__EXCERPT__.
-----

- Film poster
- Directed by: Maxx Caicedo Nelson G. Navarrete
- Produced by: Shawna Brakefield-Haase Marcus Cheek Maxx Caicedo Nelson G. Navarrete
- Cinematography: David Mosquera
- Music by: Elik Alvarez
- Production companies: Priority Pictures The Brakefield Company Vitamin Productions
- Distributed by: HBO Max
- Release date: 2020;
- Running time: 110 minutes
- Countries: Venezuela United States

= A la calle =

2020 documentary film

A la calle (lit. 'To The Streets) is a 2020 documentary film directed by Maxx Caicedo and Nelson G. Navarrete. The film focuses on the crisis in Venezuela, the 2017 Venezuelan protests and the Venezuelan presidential crisis.

== Synopsis ==
The documentary revolves about the efforts by Venezuelans to reestablish democracy in Venezuela from Nicolás Maduro, whose policies plunged the country into economic crisis and caused large nationwide demonstrations. The film also features opposition leader Leopoldo López, sentenced to 14 years in prison under charged for “inciting violence” after encouraging people to protest, and the rise to power of Juan Guaidó, president of the National Assembly of Venezuela. The film interviews Federica Ávila, a female medical student who supports her community where she can, and a man that must emigrate to support his family, as well as people who support President Hugo Chávez and Maduro.

-----

__AVAILABLE DATA__.
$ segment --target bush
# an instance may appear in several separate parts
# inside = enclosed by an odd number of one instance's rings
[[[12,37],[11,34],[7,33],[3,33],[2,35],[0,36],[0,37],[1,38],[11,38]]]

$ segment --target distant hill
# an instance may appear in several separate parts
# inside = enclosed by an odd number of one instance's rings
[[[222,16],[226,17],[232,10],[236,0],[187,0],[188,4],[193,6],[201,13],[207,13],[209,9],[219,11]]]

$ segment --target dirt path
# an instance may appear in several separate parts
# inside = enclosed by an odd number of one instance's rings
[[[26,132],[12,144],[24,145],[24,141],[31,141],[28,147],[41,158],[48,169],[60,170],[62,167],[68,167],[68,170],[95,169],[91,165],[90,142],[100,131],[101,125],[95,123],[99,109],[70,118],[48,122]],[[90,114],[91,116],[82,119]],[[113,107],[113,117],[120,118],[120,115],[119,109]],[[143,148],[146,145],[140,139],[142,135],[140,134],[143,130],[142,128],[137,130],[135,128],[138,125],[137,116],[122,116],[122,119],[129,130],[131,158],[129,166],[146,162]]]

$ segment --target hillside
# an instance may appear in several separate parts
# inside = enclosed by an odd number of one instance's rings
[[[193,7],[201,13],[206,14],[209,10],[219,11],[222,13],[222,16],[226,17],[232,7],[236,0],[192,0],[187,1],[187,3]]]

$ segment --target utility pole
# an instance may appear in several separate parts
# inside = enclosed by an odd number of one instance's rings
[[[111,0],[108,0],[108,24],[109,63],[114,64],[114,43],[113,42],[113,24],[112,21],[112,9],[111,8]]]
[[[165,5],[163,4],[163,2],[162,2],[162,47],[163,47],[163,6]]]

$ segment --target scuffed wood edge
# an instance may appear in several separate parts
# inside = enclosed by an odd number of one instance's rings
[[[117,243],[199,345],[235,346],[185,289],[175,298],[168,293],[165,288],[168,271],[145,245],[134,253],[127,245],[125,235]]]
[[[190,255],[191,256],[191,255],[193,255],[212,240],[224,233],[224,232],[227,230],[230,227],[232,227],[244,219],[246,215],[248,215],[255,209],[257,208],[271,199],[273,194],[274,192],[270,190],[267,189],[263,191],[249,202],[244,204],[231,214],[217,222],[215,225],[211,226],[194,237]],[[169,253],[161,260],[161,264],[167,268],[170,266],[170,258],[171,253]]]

-----

__WORK ITEM 1__.
Who is credited with the cinematography in the A la calle text?
__WORK ITEM 2__.
Reproduce the A la calle text word for word, starting with "A la calle (lit." and going on through "Venezuelan presidential crisis.".
Rely only on the A la calle text, not on the items.

__EXERCISE ANSWER 1__.
David Mosquera

__EXERCISE ANSWER 2__.
A la calle (lit. 'To The Streets) is a 2020 documentary film directed by Maxx Caicedo and Nelson G. Navarrete. The film focuses on the crisis in Venezuela, the 2017 Venezuelan protests and the Venezuelan presidential crisis.